SHORT PROBLEM
Everything from the line that holds "Query: grass" through the end of the data below should be output exactly, both ends included.

GIVEN INFORMATION

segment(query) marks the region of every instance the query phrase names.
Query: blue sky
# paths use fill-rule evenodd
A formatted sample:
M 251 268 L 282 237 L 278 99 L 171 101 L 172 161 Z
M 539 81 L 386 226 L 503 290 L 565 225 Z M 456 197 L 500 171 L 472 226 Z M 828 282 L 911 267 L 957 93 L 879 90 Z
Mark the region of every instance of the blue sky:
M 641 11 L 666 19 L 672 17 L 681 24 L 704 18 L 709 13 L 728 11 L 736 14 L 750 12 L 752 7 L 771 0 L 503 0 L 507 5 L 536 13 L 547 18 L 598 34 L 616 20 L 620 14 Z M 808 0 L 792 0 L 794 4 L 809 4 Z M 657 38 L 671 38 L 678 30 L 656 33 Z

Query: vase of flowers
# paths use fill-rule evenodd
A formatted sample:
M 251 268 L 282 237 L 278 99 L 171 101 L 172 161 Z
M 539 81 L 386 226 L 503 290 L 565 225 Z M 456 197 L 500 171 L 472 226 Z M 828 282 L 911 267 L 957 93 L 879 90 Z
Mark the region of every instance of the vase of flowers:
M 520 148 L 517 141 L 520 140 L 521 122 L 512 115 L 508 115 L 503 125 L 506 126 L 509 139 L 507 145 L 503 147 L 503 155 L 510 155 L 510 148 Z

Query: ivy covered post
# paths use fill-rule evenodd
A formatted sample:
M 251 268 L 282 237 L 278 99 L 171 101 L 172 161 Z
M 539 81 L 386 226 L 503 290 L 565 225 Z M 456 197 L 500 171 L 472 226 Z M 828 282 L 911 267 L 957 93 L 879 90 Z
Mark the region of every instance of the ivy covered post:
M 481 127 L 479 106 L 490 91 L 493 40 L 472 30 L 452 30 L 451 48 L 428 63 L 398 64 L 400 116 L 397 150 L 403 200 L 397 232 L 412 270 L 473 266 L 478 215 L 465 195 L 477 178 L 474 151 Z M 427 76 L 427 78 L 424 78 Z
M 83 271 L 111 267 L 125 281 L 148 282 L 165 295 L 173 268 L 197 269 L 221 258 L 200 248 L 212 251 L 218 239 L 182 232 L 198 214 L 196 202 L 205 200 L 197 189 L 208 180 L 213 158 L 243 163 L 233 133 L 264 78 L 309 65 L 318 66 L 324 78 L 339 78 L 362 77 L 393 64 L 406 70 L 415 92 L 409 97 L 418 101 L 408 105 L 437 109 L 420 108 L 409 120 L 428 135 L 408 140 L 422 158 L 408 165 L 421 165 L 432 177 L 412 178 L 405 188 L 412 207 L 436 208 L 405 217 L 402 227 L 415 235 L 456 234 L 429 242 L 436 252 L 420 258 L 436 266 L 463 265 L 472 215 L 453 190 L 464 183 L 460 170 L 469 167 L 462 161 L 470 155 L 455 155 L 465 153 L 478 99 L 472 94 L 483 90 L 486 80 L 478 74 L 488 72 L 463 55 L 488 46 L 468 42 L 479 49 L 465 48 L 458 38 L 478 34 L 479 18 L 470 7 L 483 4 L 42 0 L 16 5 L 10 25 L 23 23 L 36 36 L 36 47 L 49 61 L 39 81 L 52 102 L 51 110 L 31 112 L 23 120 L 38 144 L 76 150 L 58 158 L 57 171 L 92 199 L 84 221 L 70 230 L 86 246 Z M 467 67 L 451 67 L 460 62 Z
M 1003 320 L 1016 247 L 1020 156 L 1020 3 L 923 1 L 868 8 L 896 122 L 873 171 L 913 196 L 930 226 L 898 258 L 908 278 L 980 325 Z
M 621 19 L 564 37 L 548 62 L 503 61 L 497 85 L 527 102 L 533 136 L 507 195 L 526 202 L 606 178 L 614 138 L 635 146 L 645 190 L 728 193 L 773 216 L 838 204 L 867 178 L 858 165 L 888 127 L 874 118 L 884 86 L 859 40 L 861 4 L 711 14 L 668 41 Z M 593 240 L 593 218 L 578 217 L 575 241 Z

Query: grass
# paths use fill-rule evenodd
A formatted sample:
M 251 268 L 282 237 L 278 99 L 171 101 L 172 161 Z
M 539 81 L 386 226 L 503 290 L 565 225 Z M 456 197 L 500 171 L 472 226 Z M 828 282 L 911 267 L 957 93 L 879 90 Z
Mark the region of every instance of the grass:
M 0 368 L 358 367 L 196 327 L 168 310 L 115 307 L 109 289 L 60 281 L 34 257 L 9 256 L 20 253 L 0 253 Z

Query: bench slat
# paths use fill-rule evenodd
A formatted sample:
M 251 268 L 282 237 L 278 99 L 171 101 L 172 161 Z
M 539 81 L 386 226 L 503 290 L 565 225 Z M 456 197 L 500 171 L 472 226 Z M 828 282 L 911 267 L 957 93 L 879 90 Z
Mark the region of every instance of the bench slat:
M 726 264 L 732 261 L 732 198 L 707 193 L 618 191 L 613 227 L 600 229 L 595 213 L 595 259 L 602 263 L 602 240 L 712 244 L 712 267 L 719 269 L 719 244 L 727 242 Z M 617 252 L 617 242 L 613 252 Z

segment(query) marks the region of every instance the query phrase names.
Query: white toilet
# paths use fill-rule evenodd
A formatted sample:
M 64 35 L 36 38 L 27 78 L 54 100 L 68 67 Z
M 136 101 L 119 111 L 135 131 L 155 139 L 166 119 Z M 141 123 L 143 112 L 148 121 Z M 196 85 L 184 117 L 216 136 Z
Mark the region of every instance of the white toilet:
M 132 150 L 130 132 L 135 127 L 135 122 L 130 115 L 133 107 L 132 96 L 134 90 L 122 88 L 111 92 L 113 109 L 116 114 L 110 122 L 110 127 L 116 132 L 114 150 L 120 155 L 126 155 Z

TASK SOLUTION
Query: grass
# paths use fill-rule evenodd
A formatted sample:
M 251 268 L 282 237 L 278 99 L 171 101 L 172 161 Z
M 539 81 L 386 226 L 503 290 L 565 225 Z M 456 197 L 500 171 L 472 226 Z M 828 282 L 911 267 L 957 93 L 879 90 Z
Mark the region of every instance of the grass:
M 0 368 L 358 367 L 196 327 L 168 310 L 115 307 L 109 289 L 60 281 L 34 257 L 9 256 L 20 253 L 0 253 Z

Query: bench slat
# paths use fill-rule evenodd
A formatted sample:
M 251 268 L 282 237 L 278 99 L 171 101 L 172 161 Z
M 539 81 L 386 226 L 503 290 L 565 225 Z M 456 197 L 500 171 L 472 226 Z M 828 282 L 911 267 L 957 93 L 879 90 Z
Mark the region of every instance of the bench slat:
M 726 264 L 732 261 L 732 198 L 707 193 L 618 191 L 613 227 L 600 229 L 595 213 L 595 259 L 602 263 L 602 240 L 712 244 L 712 267 L 719 269 L 719 244 L 727 242 Z M 617 252 L 617 242 L 613 252 Z

segment(query) marks the region of every instance the query phrase names.
Query: white toilet
# paths use fill-rule evenodd
A formatted sample:
M 64 35 L 36 38 L 27 78 L 54 100 L 68 67 Z
M 136 101 L 119 111 L 135 131 L 155 139 L 166 119 Z M 141 123 L 143 112 L 148 121 Z M 196 85 L 184 117 L 216 136 Z
Mark the region of every instance of the white toilet:
M 132 150 L 130 132 L 135 127 L 135 122 L 130 115 L 133 107 L 132 96 L 134 90 L 122 88 L 111 92 L 113 109 L 116 114 L 110 122 L 110 127 L 116 132 L 114 150 L 120 155 L 126 155 Z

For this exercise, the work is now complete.